## SOURCE MATERIAL
..............................
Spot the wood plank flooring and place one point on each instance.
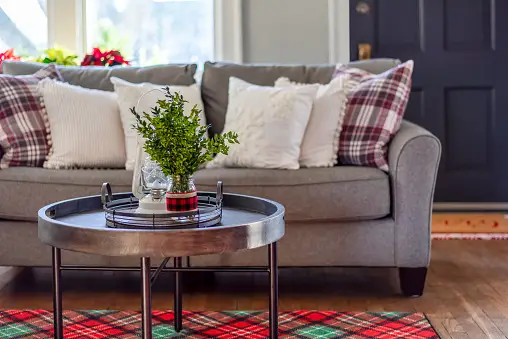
(469, 223)
(466, 294)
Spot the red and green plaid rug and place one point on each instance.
(38, 324)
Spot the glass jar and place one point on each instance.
(181, 195)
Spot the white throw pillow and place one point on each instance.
(85, 127)
(321, 140)
(128, 96)
(270, 122)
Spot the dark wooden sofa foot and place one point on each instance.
(412, 280)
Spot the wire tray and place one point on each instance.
(121, 213)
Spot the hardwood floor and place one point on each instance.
(466, 294)
(469, 223)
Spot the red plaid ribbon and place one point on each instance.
(182, 202)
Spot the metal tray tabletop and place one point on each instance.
(80, 225)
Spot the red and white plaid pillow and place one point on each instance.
(374, 112)
(23, 119)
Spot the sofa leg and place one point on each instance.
(412, 280)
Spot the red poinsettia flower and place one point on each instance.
(106, 58)
(8, 55)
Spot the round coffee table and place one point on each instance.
(79, 225)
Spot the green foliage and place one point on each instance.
(178, 142)
(58, 56)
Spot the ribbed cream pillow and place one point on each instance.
(85, 127)
(144, 97)
(321, 140)
(270, 122)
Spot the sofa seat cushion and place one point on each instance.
(24, 190)
(310, 194)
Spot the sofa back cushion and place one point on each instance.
(97, 77)
(215, 81)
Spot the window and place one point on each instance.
(153, 31)
(23, 26)
(145, 31)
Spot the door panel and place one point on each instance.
(460, 49)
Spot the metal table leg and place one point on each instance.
(146, 299)
(57, 294)
(274, 291)
(177, 308)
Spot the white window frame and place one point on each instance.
(67, 20)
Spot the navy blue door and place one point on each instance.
(460, 49)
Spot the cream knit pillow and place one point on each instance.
(144, 96)
(321, 140)
(270, 122)
(85, 127)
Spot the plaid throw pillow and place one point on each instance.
(374, 112)
(23, 119)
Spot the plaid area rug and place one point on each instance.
(38, 324)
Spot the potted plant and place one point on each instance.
(178, 143)
(58, 56)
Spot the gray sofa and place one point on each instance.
(340, 216)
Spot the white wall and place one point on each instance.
(295, 31)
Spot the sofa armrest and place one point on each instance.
(413, 158)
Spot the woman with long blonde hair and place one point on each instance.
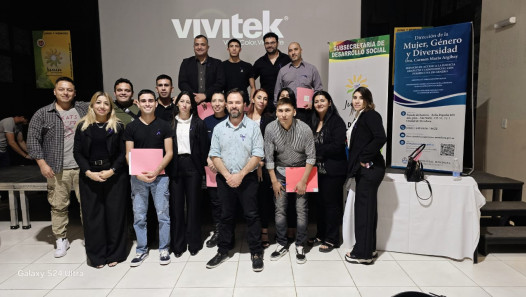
(258, 111)
(99, 152)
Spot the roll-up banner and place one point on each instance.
(359, 62)
(431, 75)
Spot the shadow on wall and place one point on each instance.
(481, 136)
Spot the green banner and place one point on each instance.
(359, 48)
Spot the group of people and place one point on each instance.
(249, 141)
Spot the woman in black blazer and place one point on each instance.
(329, 137)
(186, 175)
(259, 111)
(99, 152)
(366, 165)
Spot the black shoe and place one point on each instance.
(257, 262)
(300, 255)
(351, 258)
(278, 253)
(217, 260)
(212, 242)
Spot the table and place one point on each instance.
(17, 180)
(448, 224)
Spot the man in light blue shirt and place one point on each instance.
(296, 74)
(236, 150)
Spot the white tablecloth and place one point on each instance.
(447, 225)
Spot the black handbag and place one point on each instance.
(414, 172)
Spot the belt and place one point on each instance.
(99, 162)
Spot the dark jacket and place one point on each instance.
(215, 76)
(367, 138)
(332, 151)
(114, 144)
(199, 146)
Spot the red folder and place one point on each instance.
(304, 96)
(142, 160)
(202, 112)
(293, 176)
(210, 178)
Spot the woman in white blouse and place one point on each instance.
(186, 170)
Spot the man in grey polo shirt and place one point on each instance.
(289, 143)
(50, 142)
(297, 73)
(236, 150)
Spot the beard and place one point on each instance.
(235, 113)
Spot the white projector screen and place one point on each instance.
(142, 39)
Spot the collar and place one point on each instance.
(197, 60)
(292, 127)
(301, 64)
(242, 124)
(183, 121)
(51, 107)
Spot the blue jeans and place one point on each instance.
(161, 195)
(302, 211)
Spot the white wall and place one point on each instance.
(501, 94)
(139, 40)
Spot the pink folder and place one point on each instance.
(293, 176)
(203, 113)
(304, 96)
(210, 178)
(142, 160)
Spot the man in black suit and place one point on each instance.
(201, 74)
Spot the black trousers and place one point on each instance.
(366, 211)
(185, 189)
(246, 194)
(265, 199)
(215, 205)
(329, 208)
(104, 218)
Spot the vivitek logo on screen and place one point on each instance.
(234, 27)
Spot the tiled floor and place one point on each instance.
(28, 268)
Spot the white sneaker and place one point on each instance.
(62, 247)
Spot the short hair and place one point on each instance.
(193, 104)
(65, 78)
(218, 92)
(201, 36)
(270, 35)
(145, 91)
(235, 90)
(292, 96)
(233, 40)
(120, 81)
(367, 97)
(163, 76)
(286, 100)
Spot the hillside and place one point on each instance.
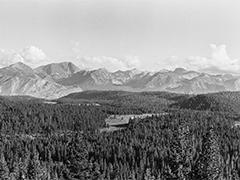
(222, 102)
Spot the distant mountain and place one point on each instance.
(57, 79)
(57, 70)
(179, 81)
(20, 79)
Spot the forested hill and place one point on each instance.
(221, 102)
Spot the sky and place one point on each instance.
(122, 34)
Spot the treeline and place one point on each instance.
(182, 145)
(26, 117)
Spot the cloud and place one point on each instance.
(31, 56)
(218, 62)
(110, 63)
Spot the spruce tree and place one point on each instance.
(209, 164)
(4, 171)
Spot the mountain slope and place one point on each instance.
(222, 102)
(57, 70)
(20, 79)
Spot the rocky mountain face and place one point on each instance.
(59, 79)
(20, 79)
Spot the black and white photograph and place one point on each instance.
(119, 90)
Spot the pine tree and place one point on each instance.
(180, 157)
(4, 171)
(209, 164)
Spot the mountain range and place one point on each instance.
(59, 79)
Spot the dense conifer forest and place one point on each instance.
(62, 141)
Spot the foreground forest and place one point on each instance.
(42, 141)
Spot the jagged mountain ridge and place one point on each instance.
(179, 81)
(20, 79)
(59, 79)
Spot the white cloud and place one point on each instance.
(218, 62)
(110, 63)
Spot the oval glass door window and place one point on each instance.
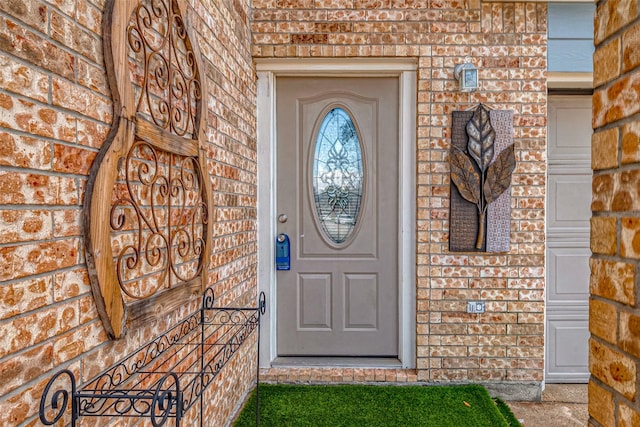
(338, 174)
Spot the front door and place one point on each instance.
(569, 210)
(337, 201)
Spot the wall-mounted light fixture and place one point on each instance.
(467, 75)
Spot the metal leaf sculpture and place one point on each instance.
(481, 138)
(465, 176)
(499, 174)
(483, 182)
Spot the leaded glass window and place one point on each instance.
(338, 175)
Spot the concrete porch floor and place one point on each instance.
(562, 405)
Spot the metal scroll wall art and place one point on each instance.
(147, 212)
(482, 160)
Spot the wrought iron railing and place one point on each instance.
(164, 378)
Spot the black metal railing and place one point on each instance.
(164, 378)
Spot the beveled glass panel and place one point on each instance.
(338, 174)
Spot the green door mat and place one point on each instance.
(370, 405)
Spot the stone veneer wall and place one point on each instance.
(507, 42)
(614, 311)
(55, 113)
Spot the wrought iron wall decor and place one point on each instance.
(482, 160)
(163, 379)
(147, 211)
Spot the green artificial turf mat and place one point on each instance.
(506, 412)
(369, 405)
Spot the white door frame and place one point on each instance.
(405, 70)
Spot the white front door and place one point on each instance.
(568, 213)
(337, 201)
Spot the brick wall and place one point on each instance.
(55, 113)
(507, 42)
(614, 313)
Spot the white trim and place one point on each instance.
(568, 80)
(405, 70)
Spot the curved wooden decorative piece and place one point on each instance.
(147, 211)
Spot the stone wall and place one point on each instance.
(55, 114)
(507, 42)
(614, 312)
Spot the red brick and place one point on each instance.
(601, 406)
(20, 369)
(31, 47)
(18, 78)
(613, 280)
(21, 297)
(23, 225)
(37, 258)
(613, 368)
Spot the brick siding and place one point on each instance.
(614, 312)
(507, 42)
(55, 114)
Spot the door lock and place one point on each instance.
(283, 252)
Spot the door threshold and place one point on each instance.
(336, 362)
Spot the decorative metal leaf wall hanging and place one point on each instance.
(479, 178)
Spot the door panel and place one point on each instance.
(568, 213)
(340, 296)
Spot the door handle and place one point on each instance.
(283, 252)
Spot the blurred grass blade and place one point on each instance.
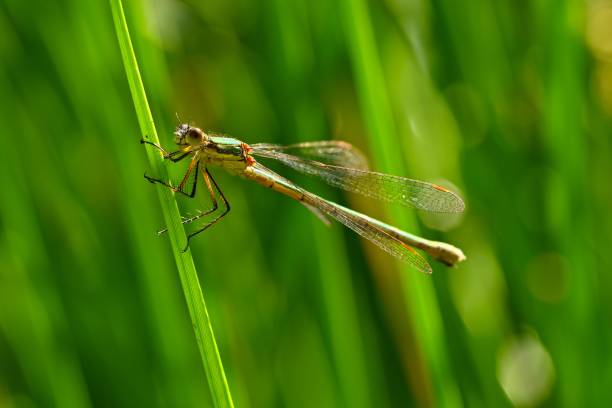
(376, 107)
(195, 301)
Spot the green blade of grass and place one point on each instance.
(193, 293)
(375, 104)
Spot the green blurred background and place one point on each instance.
(507, 102)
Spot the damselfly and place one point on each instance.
(337, 163)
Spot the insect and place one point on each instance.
(337, 163)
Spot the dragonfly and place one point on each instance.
(336, 162)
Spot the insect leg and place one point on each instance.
(167, 155)
(214, 220)
(201, 214)
(179, 189)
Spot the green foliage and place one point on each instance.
(509, 103)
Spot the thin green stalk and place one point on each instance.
(375, 104)
(193, 293)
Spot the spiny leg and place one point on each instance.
(214, 220)
(167, 155)
(201, 214)
(179, 189)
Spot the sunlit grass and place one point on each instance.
(191, 286)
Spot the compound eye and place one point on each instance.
(194, 136)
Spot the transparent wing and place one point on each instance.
(357, 222)
(412, 193)
(334, 152)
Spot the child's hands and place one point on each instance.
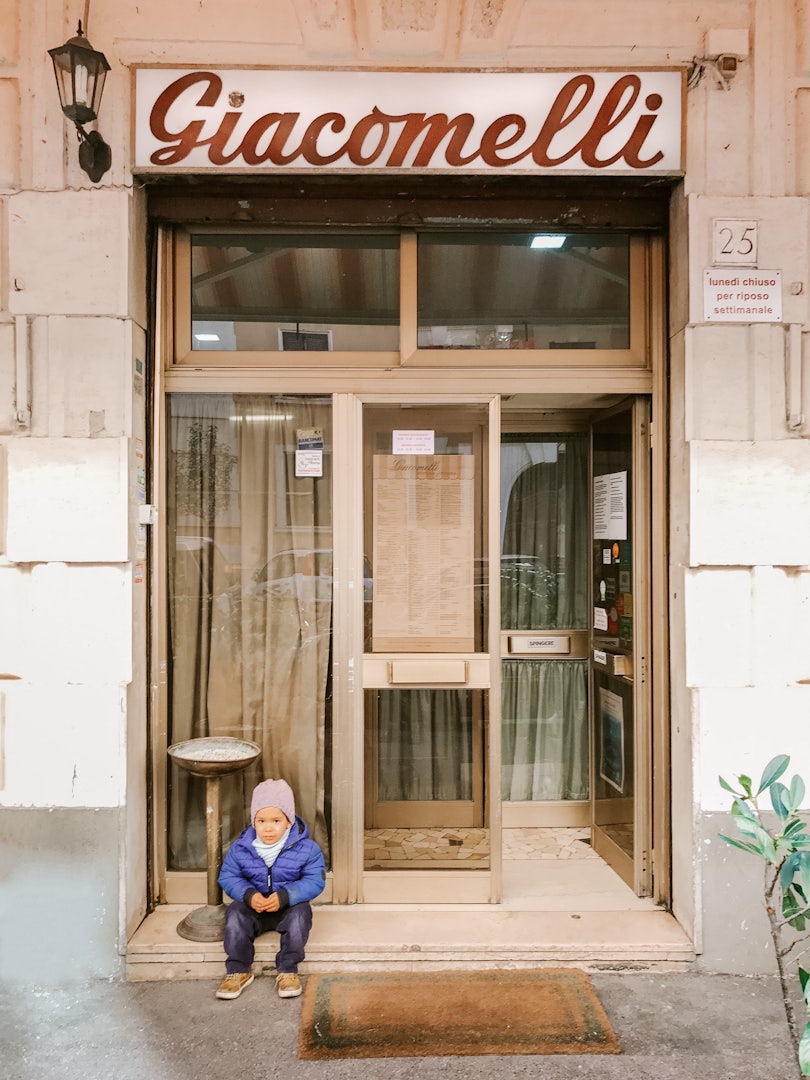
(259, 903)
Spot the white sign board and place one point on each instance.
(248, 120)
(742, 296)
(734, 242)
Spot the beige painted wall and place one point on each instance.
(72, 315)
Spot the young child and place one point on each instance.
(271, 873)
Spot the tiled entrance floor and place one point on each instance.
(562, 904)
(469, 846)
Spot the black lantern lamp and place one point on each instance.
(80, 72)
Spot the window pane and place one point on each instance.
(250, 604)
(481, 291)
(295, 293)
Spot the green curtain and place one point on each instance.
(544, 571)
(424, 745)
(544, 730)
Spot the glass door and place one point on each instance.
(427, 671)
(620, 653)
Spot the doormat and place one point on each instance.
(550, 1011)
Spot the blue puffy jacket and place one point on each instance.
(298, 873)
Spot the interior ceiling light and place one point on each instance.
(549, 241)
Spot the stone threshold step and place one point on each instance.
(366, 939)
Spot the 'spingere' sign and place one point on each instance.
(624, 122)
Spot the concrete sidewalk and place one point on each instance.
(685, 1026)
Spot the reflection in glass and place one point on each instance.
(488, 291)
(278, 293)
(250, 605)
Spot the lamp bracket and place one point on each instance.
(95, 156)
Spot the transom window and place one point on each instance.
(498, 298)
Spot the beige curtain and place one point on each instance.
(250, 620)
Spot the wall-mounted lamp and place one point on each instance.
(80, 72)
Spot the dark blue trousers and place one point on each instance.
(243, 926)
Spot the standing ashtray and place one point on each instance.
(212, 757)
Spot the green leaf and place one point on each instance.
(772, 771)
(788, 869)
(802, 871)
(780, 798)
(742, 845)
(805, 1052)
(727, 785)
(797, 792)
(791, 907)
(740, 808)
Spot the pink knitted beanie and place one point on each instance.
(273, 793)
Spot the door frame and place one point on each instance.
(635, 871)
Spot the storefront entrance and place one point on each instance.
(424, 588)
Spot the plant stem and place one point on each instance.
(770, 881)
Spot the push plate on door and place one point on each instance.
(559, 645)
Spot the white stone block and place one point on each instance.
(781, 624)
(68, 252)
(80, 624)
(67, 500)
(719, 628)
(63, 745)
(742, 729)
(750, 503)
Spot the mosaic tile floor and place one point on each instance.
(389, 846)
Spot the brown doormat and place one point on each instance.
(550, 1011)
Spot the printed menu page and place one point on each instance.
(423, 553)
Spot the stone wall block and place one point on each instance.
(781, 623)
(89, 375)
(80, 624)
(8, 378)
(742, 728)
(67, 500)
(63, 745)
(720, 400)
(68, 252)
(14, 621)
(9, 32)
(750, 503)
(719, 643)
(10, 134)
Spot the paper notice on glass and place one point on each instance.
(423, 553)
(309, 462)
(610, 507)
(414, 442)
(611, 724)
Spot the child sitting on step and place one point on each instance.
(271, 873)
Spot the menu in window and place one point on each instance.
(423, 553)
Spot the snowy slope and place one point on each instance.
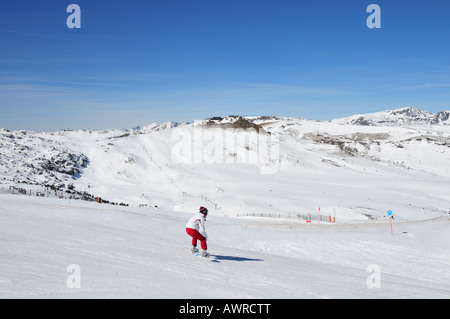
(290, 167)
(398, 117)
(143, 253)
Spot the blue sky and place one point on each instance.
(137, 62)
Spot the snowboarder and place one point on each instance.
(196, 229)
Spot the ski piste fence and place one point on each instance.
(307, 217)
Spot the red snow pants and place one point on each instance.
(197, 236)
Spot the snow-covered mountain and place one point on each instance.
(398, 117)
(243, 165)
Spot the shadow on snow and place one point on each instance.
(218, 258)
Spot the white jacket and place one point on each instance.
(197, 222)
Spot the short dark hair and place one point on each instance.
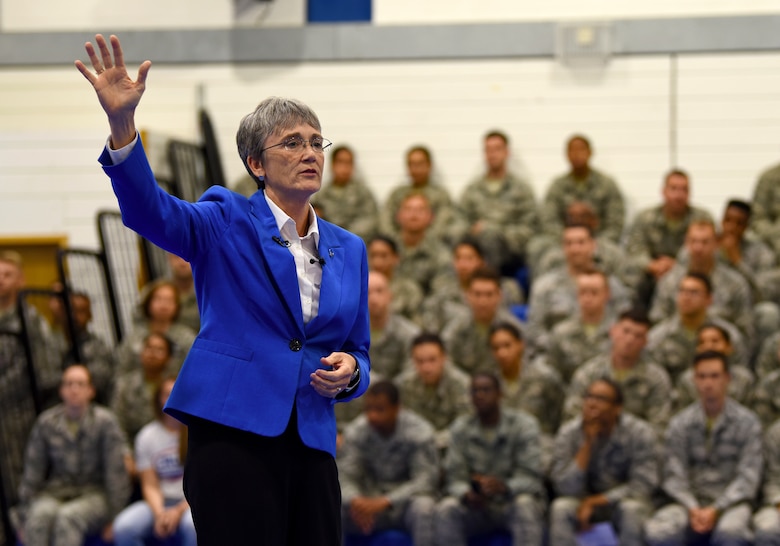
..............................
## WHAT YOU ARE ASKED TO DO
List every line in the items above that contains the word "entrance", treating uppercase and lowercase as different.

## EXERCISE RESULT
Spot the tiled entrance floor and place one point on each instance.
Spot the storefront entrance and place one point on each instance.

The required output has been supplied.